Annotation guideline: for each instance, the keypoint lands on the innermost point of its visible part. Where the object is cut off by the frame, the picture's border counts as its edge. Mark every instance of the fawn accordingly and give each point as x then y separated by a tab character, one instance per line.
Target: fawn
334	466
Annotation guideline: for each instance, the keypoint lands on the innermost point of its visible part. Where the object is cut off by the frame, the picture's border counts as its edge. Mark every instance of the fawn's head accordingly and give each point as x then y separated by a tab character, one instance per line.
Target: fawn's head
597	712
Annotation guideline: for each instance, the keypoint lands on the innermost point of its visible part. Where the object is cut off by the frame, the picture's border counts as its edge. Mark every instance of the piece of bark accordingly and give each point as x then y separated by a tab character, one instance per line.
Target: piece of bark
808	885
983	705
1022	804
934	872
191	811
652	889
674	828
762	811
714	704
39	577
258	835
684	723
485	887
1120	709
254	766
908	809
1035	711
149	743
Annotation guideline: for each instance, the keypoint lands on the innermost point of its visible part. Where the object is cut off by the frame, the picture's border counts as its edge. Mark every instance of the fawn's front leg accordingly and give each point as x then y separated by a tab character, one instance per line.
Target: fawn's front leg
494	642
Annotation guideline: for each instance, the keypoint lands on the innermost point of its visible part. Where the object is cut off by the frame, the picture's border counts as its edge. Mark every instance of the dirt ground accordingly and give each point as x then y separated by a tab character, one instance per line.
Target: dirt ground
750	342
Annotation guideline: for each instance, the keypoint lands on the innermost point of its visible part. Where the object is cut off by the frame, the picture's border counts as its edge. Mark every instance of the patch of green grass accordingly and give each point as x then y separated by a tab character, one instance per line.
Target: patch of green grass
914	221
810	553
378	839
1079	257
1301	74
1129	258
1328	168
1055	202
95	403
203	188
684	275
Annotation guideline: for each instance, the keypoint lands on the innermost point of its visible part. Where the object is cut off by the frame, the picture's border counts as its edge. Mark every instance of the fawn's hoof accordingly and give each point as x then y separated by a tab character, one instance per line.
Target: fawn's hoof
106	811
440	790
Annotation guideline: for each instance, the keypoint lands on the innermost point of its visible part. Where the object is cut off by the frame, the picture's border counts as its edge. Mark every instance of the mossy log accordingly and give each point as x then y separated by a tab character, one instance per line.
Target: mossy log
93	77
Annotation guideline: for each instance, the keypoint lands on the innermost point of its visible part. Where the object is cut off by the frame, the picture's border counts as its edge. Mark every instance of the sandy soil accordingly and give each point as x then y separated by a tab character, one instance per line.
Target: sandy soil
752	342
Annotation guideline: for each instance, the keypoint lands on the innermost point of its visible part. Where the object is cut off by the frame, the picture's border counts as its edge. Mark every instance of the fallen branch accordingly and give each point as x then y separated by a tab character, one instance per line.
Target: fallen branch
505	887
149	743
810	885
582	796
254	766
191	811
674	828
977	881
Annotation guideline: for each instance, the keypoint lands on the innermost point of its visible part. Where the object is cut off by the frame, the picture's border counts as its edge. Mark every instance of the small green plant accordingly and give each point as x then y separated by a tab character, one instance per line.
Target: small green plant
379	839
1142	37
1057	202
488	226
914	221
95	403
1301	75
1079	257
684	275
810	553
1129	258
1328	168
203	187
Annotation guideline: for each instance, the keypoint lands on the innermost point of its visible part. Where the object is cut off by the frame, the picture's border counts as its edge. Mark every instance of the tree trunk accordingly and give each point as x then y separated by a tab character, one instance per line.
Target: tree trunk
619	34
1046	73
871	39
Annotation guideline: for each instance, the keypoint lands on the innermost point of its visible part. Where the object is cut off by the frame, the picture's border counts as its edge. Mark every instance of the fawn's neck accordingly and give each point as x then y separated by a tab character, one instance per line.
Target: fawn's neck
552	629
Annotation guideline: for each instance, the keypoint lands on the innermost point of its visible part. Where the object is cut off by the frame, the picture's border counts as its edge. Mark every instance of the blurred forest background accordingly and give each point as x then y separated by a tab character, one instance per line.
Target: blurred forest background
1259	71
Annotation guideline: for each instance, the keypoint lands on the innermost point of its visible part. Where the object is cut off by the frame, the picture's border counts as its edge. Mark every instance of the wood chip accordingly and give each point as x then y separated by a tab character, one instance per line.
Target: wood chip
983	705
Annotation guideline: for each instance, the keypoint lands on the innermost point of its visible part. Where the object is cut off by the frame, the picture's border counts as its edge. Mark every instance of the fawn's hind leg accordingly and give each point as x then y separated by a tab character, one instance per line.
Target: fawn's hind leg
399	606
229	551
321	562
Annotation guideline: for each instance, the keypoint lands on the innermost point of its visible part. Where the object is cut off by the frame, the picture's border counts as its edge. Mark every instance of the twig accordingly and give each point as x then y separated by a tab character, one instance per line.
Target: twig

**Work to complete:** All lines from the one containing "of the blurred" through the end of the data, and no others, are to be given again word for word.

**Result:**
Annotation guideline: for each instance, the keypoint lands on the innermost point of its visible part. Where the object is cut off by the frame, the picture's border counts as its edge. Mark every instance of the blurred forest background accordingly and give each point as x then y separated by a tab character, one instance per line.
Target: blurred forest background
1259	71
Annotation guideline: for each instance, the keypoint lands on the innermost point of its visible part. Where the object is cut off by the frame, the picture's border counts as its edge. Mark every instance of the wood chip accordingly and give each point as x then y separated by a tab character, one instance per line.
Target: wood chip
983	705
Annotation guideline: for each instance, the keypoint lands on the innermost point of its visible part. Where the object is cut off by the frame, the picture's border counts as its edge. Mark every instance of the fawn's hind leg accordingly and give each point as x then y separated by a tab character, one instance per line.
Target: fawn's hind leg
399	606
229	551
321	562
Annotation guideline: for each instance, the keypoint lands on the innermost point of its visible part. Where the object is cut off by the frame, the picture's border counts as its edge. Mark every instance of the twig accordingly and give each point as x then y separated by a tab character, one instance per line.
Target: twig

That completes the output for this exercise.